Excerpt to read.
========

[PATCH v2 0/3] More machine check recovery fixes

From: Tony Luck
Date: Tue Aug 17 2021 - 20:30:03 EST


Fix a couple of issues in machine check handling

1) A repeated machine check inside the kernel without calling the task
work function between machine checks it will go into an infinite
loop
2) Machine checks in kernel functions copying data from user addresses
send SIGBUS to the user as if the application had consumed the
poison. But this is wrong. The user should see either an -EFAULT
error return or a reduced byte count (in the case of write(2)).

My latest tests have been on v4.14-rc6 with this patch (that's already
in -mm) applied:
https://lore.kernel.org/r/20210817053703.2267588-1-naoya.horiguchi@xxxxxxxxx

Changes since v1:
1) Fix bug in kill_me_never() that forgot to clear p->mce_count so
repeated recovery in the same task would trigger the panic for
"Machine checks to different user pages"
[Note to Jue Wang ... this *might* be why your test that injects
two errors into the same buffer passed to a write(2) syscall
failed with this message]
2) Re-order patches so that "Avoid infinite loop" can be backported
to stable.

Note that the other two parts of this series depend upon Al Viro's
extensive re-work to lib/iov_iter.c ... so don't try to backport those
without also picking up Al's work.

Tony Luck (3):
x86/mce: Avoid infinite loop for copy from user recovery
x86/mce: Change to not send SIGBUS error during copy from user
x86/mce: Drop copyin special case for #MC

arch/x86/kernel/cpu/mce/core.c | 62 ++++++++++++++++++++++++----------
arch/x86/lib/copy_user_64.S | 13 -------
include/linux/sched.h | 1 +
3 files changed, 45 insertions(+), 31 deletions(-)


base-commit: 7c60610d476766e128cc4284bb6349732cbd6606
--
2.29.2

========

Entries shown.
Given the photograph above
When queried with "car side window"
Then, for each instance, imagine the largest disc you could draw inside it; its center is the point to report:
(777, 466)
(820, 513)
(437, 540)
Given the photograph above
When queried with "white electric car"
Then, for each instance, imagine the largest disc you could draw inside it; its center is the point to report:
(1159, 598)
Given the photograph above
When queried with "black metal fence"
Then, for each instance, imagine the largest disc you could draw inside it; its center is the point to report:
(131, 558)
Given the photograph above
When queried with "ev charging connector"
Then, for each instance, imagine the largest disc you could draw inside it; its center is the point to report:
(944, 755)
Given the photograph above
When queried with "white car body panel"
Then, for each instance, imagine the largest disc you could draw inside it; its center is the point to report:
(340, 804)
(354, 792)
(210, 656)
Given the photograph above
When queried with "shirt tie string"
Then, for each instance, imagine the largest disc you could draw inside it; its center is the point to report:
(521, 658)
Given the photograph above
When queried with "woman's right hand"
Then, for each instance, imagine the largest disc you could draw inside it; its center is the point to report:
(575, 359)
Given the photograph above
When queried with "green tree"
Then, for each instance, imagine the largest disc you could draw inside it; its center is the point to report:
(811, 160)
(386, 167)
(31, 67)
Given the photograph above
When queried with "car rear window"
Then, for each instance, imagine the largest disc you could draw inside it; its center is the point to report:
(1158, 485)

========

Required actions.
1) Print the part of the patch cover letter between "Fix a couple" and "case of write(2)).", inclusive.
2) Locate every line in the entries that contains the word "white" and copy each one. Case counts.
The patch cover letter and the entries have nothing to do with each other.

Solutions.
1)
Fix a couple of issues in machine check handling

1) A repeated machine check inside the kernel without calling the task
work function between machine checks it will go into an infinite
loop
2) Machine checks in kernel functions copying data from user addresses
send SIGBUS to the user as if the application had consumed the
poison. But this is wrong. The user should see either an -EFAULT
error return or a reduced byte count (in the case of write(2)).

2)
When queried with "white electric car"
When queried with "white car body panel"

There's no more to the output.